Give the count of lines in the data that include the string "below", with no added remarks.

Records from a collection
——
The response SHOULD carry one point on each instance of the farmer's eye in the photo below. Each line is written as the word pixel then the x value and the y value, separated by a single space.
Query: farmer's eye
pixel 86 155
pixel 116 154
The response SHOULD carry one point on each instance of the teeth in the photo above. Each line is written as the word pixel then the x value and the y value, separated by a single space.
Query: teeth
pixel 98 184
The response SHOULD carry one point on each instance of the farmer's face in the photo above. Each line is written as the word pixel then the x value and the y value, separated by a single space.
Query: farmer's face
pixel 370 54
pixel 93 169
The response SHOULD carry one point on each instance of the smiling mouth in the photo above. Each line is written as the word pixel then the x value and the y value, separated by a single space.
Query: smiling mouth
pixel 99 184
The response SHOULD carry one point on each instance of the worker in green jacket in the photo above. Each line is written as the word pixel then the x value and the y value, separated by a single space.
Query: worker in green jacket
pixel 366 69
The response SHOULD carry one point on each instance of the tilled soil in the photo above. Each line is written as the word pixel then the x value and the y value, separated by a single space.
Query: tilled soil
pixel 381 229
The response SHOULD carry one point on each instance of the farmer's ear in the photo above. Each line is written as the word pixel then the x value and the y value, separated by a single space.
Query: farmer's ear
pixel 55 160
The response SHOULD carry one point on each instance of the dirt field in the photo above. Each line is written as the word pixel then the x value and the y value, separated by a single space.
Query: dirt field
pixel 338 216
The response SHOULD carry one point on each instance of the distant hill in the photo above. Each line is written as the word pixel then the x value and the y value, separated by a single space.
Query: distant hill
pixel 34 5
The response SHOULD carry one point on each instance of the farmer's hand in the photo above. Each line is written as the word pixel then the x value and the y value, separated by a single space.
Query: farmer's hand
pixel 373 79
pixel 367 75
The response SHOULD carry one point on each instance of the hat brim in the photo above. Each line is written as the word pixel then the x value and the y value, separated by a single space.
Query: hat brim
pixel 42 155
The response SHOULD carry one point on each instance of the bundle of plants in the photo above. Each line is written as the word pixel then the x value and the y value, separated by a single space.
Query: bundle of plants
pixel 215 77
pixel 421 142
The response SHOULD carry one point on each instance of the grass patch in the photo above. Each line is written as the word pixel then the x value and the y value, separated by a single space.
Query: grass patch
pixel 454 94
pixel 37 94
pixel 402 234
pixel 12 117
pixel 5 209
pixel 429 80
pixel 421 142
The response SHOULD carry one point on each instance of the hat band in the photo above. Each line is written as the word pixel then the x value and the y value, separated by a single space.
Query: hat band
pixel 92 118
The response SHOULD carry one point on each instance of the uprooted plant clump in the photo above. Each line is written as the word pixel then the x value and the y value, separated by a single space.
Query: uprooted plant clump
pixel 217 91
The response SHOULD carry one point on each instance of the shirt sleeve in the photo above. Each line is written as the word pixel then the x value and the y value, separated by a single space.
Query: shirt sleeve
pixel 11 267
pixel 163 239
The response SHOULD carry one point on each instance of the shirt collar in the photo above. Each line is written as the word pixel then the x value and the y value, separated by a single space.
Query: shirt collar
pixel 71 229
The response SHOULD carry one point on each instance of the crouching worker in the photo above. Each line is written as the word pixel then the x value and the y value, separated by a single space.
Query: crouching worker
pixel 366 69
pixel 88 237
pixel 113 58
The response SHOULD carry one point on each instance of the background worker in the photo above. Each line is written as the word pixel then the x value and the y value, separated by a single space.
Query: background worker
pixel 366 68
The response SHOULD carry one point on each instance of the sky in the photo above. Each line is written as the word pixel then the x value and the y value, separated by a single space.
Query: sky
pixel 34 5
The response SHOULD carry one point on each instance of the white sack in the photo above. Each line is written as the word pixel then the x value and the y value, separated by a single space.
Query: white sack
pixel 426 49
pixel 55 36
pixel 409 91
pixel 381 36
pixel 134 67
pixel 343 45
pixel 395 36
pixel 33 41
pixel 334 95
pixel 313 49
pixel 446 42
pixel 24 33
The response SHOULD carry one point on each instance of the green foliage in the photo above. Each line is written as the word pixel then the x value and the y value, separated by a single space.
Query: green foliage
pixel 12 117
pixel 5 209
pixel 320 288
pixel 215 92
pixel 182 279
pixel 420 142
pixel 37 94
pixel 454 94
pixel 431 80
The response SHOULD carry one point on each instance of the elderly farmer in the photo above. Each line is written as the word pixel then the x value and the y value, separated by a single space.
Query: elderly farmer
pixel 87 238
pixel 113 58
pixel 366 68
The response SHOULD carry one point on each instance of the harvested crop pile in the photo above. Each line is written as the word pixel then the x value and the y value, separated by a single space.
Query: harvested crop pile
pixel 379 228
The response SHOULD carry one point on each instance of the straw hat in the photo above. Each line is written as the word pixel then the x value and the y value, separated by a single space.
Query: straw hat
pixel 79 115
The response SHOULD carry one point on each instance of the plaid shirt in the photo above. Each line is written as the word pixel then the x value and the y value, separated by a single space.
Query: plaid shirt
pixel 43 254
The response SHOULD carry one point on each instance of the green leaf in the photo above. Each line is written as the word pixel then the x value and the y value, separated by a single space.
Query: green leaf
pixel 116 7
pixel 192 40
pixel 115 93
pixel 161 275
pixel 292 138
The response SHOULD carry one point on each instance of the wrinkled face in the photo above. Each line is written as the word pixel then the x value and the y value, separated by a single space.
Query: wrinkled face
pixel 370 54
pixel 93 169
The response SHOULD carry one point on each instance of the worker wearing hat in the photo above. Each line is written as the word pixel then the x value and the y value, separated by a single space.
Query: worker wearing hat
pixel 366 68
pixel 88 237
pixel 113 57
——
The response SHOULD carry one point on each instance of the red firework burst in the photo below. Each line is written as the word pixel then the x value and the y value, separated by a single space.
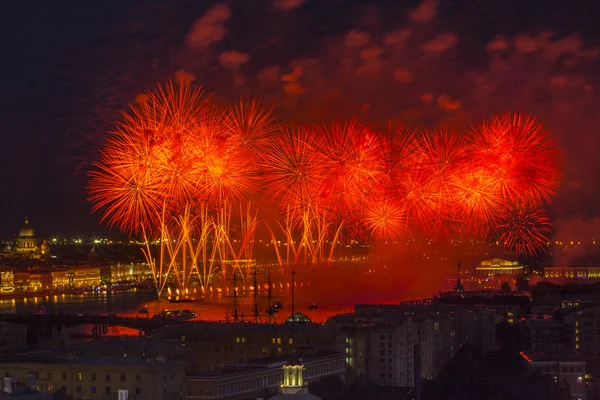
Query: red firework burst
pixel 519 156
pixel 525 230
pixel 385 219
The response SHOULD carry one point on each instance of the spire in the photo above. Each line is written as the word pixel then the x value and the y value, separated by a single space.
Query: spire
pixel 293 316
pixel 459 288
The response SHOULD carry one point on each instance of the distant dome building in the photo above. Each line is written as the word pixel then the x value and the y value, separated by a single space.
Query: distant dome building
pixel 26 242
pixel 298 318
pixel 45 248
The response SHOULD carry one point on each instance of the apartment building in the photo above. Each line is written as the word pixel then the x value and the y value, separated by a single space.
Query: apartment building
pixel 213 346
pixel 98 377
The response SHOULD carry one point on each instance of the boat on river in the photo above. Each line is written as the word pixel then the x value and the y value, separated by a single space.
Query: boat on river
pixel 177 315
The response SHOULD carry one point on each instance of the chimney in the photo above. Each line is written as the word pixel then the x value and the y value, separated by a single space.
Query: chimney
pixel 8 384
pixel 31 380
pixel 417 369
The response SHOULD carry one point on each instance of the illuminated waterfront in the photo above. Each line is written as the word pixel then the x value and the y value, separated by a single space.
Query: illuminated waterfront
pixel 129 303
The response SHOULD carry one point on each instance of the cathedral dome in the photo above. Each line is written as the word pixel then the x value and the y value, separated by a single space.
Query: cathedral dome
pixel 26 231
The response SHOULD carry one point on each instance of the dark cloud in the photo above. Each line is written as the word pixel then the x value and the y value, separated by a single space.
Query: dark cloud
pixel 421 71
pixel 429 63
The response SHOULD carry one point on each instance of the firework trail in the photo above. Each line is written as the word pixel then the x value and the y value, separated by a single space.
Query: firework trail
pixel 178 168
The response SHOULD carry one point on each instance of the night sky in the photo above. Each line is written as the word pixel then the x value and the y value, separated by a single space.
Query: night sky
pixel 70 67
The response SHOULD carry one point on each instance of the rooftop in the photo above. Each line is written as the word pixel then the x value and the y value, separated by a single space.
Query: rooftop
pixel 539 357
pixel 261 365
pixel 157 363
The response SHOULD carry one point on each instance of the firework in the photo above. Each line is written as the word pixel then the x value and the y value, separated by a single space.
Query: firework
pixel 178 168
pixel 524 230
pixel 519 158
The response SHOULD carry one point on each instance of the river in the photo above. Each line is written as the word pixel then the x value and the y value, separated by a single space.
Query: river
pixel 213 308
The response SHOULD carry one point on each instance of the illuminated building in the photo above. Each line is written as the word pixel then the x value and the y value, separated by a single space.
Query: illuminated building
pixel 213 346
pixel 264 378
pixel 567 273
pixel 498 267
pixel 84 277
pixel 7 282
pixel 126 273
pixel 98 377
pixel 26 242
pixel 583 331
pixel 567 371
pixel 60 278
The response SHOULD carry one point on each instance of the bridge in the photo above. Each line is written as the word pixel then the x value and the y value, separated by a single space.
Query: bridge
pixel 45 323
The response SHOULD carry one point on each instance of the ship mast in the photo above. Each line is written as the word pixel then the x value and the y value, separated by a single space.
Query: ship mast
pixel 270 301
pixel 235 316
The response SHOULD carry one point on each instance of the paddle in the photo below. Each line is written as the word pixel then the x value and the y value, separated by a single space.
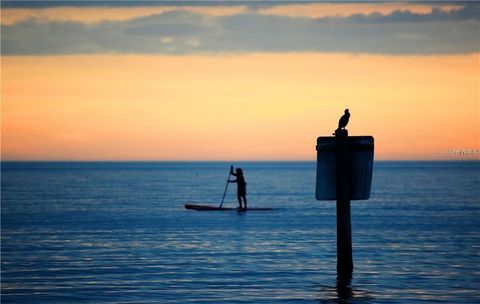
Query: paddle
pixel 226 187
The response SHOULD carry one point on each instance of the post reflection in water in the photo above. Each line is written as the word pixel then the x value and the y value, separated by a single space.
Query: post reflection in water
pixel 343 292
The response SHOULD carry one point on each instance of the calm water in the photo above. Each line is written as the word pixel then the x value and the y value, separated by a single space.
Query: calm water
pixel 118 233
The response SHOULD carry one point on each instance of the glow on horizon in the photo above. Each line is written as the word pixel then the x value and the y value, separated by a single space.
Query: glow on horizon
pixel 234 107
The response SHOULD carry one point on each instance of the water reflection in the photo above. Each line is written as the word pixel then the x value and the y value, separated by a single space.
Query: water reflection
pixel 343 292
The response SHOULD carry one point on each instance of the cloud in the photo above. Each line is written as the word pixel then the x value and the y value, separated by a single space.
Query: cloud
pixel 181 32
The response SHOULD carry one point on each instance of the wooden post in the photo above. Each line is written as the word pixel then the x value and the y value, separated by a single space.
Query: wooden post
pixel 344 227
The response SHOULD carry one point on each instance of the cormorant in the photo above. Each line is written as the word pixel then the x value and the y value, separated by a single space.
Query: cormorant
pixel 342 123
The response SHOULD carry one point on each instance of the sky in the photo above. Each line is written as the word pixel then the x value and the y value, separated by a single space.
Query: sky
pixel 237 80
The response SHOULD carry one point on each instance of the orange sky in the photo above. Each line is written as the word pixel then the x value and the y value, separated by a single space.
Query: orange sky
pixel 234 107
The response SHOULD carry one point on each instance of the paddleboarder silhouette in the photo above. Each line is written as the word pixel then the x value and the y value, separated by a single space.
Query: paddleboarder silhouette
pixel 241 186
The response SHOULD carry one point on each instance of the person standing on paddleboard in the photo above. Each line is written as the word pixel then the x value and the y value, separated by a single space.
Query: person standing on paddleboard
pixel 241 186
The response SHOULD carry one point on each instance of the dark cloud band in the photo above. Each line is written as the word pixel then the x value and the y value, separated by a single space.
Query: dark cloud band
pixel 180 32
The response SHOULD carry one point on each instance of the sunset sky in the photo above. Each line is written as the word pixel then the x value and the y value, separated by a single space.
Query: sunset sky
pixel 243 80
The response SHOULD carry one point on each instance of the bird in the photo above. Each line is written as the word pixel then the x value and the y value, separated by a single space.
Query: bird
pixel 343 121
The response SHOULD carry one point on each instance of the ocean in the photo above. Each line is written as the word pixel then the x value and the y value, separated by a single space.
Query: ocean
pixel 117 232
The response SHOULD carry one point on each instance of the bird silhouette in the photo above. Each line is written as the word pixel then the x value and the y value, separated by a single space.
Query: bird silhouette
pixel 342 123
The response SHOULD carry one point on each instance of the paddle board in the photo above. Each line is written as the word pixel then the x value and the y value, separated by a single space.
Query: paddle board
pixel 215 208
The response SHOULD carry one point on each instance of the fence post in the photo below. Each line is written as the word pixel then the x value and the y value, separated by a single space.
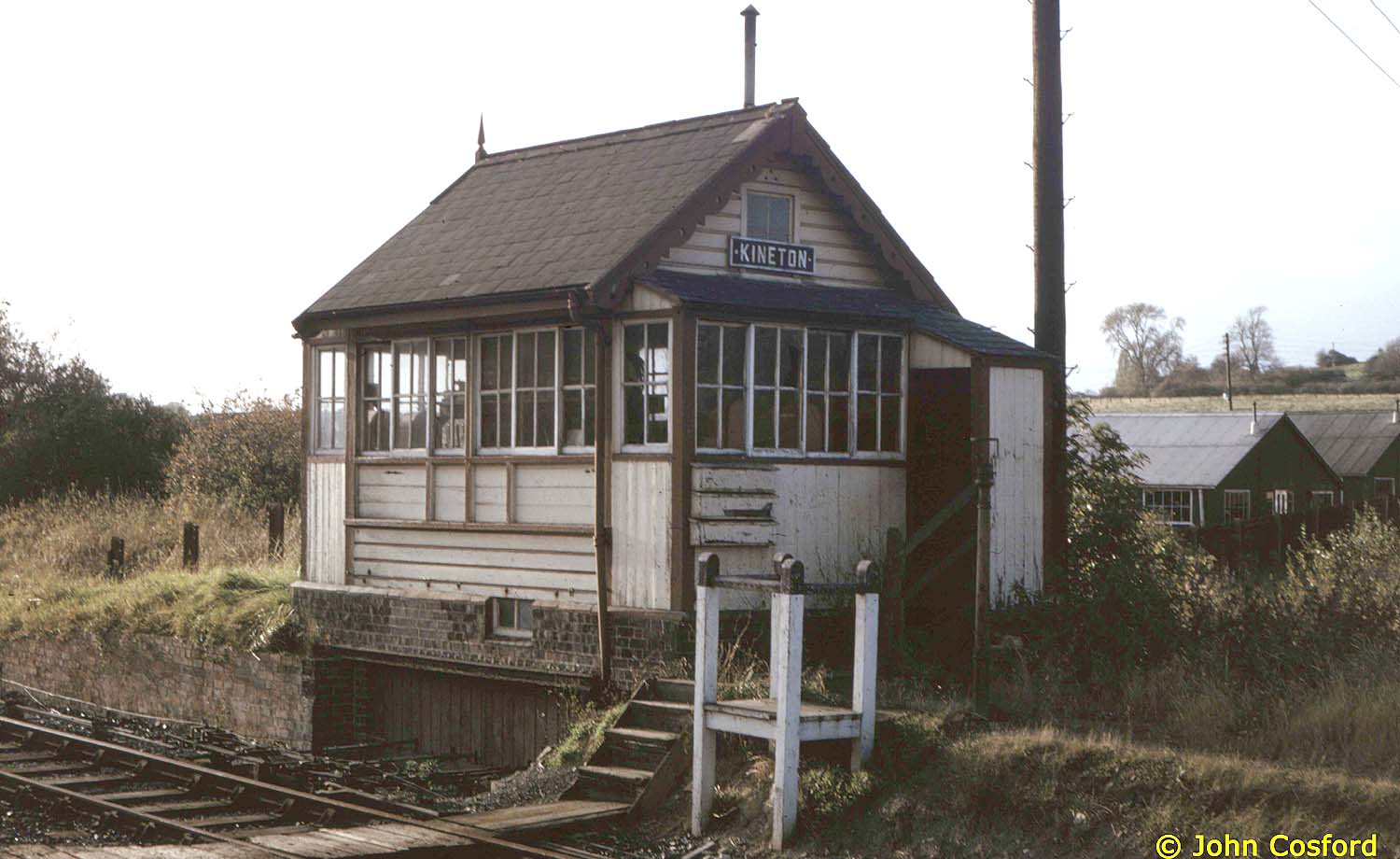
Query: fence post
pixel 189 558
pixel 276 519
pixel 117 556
——
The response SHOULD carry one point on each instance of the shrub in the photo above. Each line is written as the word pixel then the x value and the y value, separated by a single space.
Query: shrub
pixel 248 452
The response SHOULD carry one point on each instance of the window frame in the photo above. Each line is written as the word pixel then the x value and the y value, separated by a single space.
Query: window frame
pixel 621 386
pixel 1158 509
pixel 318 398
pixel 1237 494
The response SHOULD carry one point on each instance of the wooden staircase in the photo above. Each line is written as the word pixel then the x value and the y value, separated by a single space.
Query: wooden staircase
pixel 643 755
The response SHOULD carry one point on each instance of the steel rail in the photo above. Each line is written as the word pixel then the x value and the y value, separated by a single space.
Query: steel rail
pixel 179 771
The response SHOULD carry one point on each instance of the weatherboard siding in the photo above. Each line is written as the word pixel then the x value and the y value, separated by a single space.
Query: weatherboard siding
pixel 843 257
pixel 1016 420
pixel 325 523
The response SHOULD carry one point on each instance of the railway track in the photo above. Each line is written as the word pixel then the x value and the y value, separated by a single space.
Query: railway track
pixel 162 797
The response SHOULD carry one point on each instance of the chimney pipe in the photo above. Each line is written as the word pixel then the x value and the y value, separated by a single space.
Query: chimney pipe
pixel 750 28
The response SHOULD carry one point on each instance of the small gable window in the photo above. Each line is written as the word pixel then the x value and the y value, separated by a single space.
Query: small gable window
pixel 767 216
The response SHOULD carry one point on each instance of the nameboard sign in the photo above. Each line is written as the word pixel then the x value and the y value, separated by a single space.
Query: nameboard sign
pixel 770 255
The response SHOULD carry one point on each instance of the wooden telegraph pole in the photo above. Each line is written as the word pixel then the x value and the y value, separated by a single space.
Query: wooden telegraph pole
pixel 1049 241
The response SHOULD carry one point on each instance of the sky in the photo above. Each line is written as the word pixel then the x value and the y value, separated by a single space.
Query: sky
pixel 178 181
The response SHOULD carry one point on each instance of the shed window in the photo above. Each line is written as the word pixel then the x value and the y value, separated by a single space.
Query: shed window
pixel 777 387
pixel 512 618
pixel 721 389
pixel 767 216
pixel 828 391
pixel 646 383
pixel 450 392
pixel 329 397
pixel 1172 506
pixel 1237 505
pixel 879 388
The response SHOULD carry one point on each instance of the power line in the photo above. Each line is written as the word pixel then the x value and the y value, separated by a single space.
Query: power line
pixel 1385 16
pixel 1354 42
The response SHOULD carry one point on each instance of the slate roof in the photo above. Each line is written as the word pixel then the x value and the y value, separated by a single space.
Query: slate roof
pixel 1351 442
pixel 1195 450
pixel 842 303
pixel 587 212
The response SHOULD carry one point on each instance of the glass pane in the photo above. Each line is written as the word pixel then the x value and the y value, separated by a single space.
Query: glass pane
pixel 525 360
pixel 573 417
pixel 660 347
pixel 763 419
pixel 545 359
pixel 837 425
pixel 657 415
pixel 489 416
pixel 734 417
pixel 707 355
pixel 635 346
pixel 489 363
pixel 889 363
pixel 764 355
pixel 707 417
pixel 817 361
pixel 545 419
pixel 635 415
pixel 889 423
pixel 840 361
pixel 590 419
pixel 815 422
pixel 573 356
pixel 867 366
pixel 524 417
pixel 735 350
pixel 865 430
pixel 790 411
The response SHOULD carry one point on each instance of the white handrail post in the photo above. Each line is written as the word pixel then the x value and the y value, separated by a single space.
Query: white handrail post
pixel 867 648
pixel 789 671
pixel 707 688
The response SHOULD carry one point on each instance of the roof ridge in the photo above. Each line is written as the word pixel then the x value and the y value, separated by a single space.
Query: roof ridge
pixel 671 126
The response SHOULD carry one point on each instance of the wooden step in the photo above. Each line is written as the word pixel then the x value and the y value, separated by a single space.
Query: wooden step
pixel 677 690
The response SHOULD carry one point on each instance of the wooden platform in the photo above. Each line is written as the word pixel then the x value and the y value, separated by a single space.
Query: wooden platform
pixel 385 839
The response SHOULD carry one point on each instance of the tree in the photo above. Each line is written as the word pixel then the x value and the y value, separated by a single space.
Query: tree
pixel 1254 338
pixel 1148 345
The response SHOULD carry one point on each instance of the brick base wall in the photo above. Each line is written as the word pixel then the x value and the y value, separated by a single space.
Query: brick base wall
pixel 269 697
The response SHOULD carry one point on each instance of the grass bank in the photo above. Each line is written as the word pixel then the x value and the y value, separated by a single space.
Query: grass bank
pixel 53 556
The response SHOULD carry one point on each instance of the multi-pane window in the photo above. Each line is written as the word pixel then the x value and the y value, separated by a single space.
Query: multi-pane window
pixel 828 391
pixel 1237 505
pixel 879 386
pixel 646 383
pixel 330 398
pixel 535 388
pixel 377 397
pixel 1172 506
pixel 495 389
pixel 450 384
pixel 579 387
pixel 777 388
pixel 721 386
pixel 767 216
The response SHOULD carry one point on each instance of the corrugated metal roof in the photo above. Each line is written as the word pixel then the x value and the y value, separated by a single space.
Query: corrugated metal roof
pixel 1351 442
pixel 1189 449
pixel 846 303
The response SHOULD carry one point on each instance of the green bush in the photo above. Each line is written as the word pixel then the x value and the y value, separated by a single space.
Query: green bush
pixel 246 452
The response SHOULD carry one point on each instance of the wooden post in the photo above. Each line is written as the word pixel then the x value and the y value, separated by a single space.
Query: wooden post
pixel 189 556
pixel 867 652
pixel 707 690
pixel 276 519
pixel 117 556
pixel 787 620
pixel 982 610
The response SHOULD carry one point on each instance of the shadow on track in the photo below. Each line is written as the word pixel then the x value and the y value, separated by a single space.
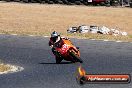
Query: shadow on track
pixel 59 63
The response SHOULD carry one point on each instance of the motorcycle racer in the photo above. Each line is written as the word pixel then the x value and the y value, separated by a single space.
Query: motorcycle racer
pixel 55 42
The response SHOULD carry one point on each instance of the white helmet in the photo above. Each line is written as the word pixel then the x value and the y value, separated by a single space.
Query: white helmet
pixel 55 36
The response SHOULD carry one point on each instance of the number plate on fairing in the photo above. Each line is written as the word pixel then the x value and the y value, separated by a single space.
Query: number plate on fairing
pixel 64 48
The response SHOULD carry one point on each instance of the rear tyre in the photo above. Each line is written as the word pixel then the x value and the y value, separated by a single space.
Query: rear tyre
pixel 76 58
——
RESPONSE TO THIS EXERCISE: 5